● **PROBLEM STATEMENT**: Quote exactly the part of the mailing-list reply about the GFS kernel panic starting at "Hopefully your system" and ending at "past 2+ years.".

Re: [Linux-cluster] Kernel panic

On Mon, 2008-03-10 at 10:28 -0400, James Chamberlain wrote:
> I have just had my cluster crash yet again, but this time, I was able to 
> capture the full kernel panic.
> I'm experiencing upwards of 8 crashes a day because of this.  What can I do 
> about it?
> Thanks,
> James

Hi James,

The only times I've seen a problem like this is when GFS's resource
group information somehow got corrupted.  I recommend doing this:

1. Unmount the file system from all nodes in your cluster
2. Back up your storage in any way you can without it being mounted
   (dd it to another storage or tape or something?)
3. Run gfs_fsck on the file system.  If this is > 15TB, make sure
   you run it on a 64-bit node.

Hopefully your system isn't too old and you have a relatively recent
version of gfs_fsck, which has the smarts to repair damaged RGs.

I'm just guessing about the corruption, but given that, the
next question is how it got corrupted.  There are a number of ways
that can happen.  For example hardware problems, or running gfs_fsck
while the file system is mounted on some node.  BTW, I've only seen
RG corruption two or three times in the past 2+ years.


Bob Peterson
Red Hat GFS

● **RECORDED INFORMATION**:
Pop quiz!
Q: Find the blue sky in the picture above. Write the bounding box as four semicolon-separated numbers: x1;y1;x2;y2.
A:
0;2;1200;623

● **SOLUTION BELOW**:
Hopefully your system isn't too old and you have a relatively recent
version of gfs_fsck, which has the smarts to repair damaged RGs.

I'm just guessing about the corruption, but given that, the
next question is how it got corrupted.  There are a number of ways
that can happen.  For example hardware problems, or running gfs_fsck
while the file system is mounted on some node.  BTW, I've only seen
RG corruption two or three times in the past 2+ years.